Directions for this task: Type out the listing below exactly. Pictures stay out of it.

=== Material shown ===

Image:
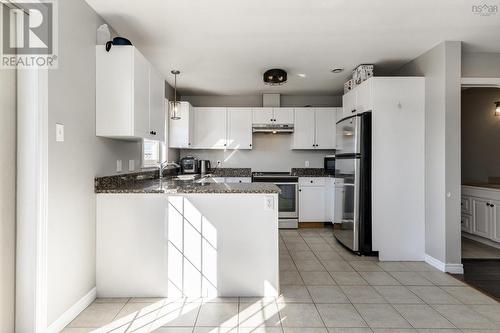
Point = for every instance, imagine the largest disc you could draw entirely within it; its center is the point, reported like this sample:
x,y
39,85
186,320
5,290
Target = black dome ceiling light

===

Task solution:
Image:
Point = for every instance, imagine the largest disc you could draw entirely within it; its center is the point, reported like this sample:
x,y
39,85
186,320
5,290
Target = black dome ceiling light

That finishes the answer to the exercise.